| Assigned task |
Reproduce each of the following records verbatim, line for line.

Start of Provided records

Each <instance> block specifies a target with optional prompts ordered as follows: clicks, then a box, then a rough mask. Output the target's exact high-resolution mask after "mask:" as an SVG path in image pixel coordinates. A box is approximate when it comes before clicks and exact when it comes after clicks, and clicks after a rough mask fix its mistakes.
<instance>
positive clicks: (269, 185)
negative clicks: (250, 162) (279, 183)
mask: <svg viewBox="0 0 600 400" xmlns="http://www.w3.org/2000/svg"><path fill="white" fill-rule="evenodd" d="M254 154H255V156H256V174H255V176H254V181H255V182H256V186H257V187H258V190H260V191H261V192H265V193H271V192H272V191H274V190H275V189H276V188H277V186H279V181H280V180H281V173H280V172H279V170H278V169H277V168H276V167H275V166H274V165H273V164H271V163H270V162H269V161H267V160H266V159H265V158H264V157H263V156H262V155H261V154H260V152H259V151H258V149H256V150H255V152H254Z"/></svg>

End of Provided records

| Result below |
Each <instance> block specifies a target with optional prompts ordered as follows: clicks, then a box, then a rough mask. Output the target's exact high-resolution mask after "mask:" as an SVG path in image pixel coordinates. A box is approximate when it comes before clicks and exact when it comes after clicks, and clicks after a rough mask fix its mistakes.
<instance>
positive clicks: (269, 185)
negative clicks: (250, 162) (279, 183)
mask: <svg viewBox="0 0 600 400" xmlns="http://www.w3.org/2000/svg"><path fill="white" fill-rule="evenodd" d="M254 154H255V156H256V174H255V176H254V181H255V182H256V186H257V187H258V190H260V191H261V192H265V193H271V192H272V191H274V190H275V189H276V188H277V186H279V181H280V180H281V173H280V172H279V170H278V169H277V168H276V167H275V166H274V165H273V164H271V163H270V162H269V161H267V160H266V159H265V158H264V157H263V156H262V155H261V154H260V152H259V151H258V149H256V150H255V152H254Z"/></svg>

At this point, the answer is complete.